Provided passage:
══════
Also, don't forget that if you have an impending wedding, but feel reservations about whether the relationship is ready, you CAN postpone. It's poor form to wait till the last minute, but this isn't last minute, yet.
I know that conventional wisdom says that marriage is hard work, but I disagree. In my experience being married should not be hard work, and has not been hard work.
It's definitely not a slog, but any relationship requires effort, the effort of considering another person. For some, that's harder work than others.
I agree that if "hard work" = "difficult struggle, " the relationship is probably not the greatest. But, yeah, building a strong relationship taks effort. You can't put no effort into a relationship and expect it to flourish. Somebody has to put in work.
She just comes across as overly dramatic in every single post here. People fight, but exploding over things that are simple facts? Two people, who both have part time employment, planning to live with in-laws should not have children. Raising children is hard and expensive under ordinary circumstances, but not when you have a mountain of debt and part-time employment. Once you guys get your shtttt together, then you can revisit the family thing.... but throwing an explosive fit over that? Or being accusatory over someone trying to be rational? Sounds like she is a narcissist who is used to getting her own way to me.
Also, as far as relationship books, I think "Getting the Love You Want: A Guide for Couples" by Harville Hendrix is useful. I read it prior to being in a relationship and think it helped me to be able to be a better partner because it helped me to understand how our childhood affects a lot of stuff and unconscious power struggles.
So meeting with the Deacon in a week, he has his MSW so hopefully this will be helpful.
It's stressing me out been eating and sleeping more. Feeling sick a lot headaches and stomach pain.
Like her to consider the honeymoon. I mentioned several times we can save $2,000 grand up by May, but use money given as gifts for the wedding towards are debt. Still won't agree on 7 days wanting 10 to 14 days of a honeymoon somewhere romantic.
I am not a talker I have little t talk about ha. It's just how I am. I might say jokes from time to time. Or ask how your day goes, but not a big talker.
Personally I think counseling at the start is very important and probably the most effective time for two people to get on the same page. Most people start counseling when it's too late. It sounds like the OP and his girlfriend have severe issues communicating.
You don't go ahead with a wedding just because it's booked. Do not be railroaded into it.
If a friend told you about the level of conflict and number of disagreements he was having with his fiancee over major life decisions, what would you say to him?
First, I am happy to read you are seeking some counseling. Based on your previous threads, this relationship is a train headed straight off the tracks.
Although the pastor may have an MSW and be a retired counselor, that does not mean he knows anything about couples counseling or therapy. Ask him what his background is in couples therapy specifically. It's a bit of an art and a science to be a really, really good therapist. I'd rather have a specialist rather than a generalist.
Finally, you do know that the decision to postpone the wedding does not exclusively belong to her correct? It's pretty easy for you to change that date all on your own.
Finally, the entire argument about when you will have children is a another HUGE red flag. Couples will disagree about 70% of the time. There are conflicts that will never be solved. The timing of children isn't one that should be unsolvable.
I think we can do two options. I think we can shift the wedding event. If we loose our deposit I be willing to pay for it or pay the MIL back the $3,000. I think the DJ and everything else can easily change the date.
That's not her sole decision to make. Postponing the wedding may be a bit of an embarrassment for her... but it's going to be a lot less painful than a divorce, stemming from not working through these issues ahead of time.
══════
Required action 1: Please return everything in the wedding advice thread from "I agree that" down to "own way to me.", copied word for word.
Required action 2: In the wedding advice thread, which relationship book is recommended, and who wrote it?

Records supplied:
══════
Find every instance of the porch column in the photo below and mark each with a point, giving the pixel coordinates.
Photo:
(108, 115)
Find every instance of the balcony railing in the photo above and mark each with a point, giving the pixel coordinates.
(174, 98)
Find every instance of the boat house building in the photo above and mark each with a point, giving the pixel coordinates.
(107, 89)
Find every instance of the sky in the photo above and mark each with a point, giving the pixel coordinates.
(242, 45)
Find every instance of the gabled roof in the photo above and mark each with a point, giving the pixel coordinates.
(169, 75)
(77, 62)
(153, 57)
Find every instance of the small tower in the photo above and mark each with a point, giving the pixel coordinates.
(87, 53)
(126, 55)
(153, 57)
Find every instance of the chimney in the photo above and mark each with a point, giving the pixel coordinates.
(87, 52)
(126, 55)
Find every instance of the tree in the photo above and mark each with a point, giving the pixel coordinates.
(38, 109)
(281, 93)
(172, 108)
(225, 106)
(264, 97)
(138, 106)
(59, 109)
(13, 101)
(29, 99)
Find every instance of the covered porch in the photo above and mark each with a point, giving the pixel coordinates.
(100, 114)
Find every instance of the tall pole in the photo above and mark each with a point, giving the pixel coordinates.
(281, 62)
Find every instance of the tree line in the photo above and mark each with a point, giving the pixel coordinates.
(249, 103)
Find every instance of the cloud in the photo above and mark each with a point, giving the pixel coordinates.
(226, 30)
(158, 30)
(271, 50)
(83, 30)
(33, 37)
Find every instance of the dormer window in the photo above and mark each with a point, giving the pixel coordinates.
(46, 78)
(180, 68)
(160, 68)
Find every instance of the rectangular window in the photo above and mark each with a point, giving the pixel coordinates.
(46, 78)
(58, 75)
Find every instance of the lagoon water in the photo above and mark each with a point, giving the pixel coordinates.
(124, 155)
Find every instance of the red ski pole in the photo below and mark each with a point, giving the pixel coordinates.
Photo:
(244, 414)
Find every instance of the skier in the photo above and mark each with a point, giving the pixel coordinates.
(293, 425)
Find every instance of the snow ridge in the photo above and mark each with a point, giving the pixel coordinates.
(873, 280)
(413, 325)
══════
Exercise response 1:
I agree that if "hard work" = "difficult struggle, " the relationship is probably not the greatest. But, yeah, building a strong relationship taks effort. You can't put no effort into a relationship and expect it to flourish. Somebody has to put in work.
She just comes across as overly dramatic in every single post here. People fight, but exploding over things that are simple facts? Two people, who both have part time employment, planning to live with in-laws should not have children. Raising children is hard and expensive under ordinary circumstances, but not when you have a mountain of debt and part-time employment. Once you guys get your shtttt together, then you can revisit the family thing.... but throwing an explosive fit over that? Or being accusatory over someone trying to be rational? Sounds like she is a narcissist who is used to getting her own way to me.

Exercise response 2: "Getting the Love You Want: A Guide for Couples" by Harville Hendrix.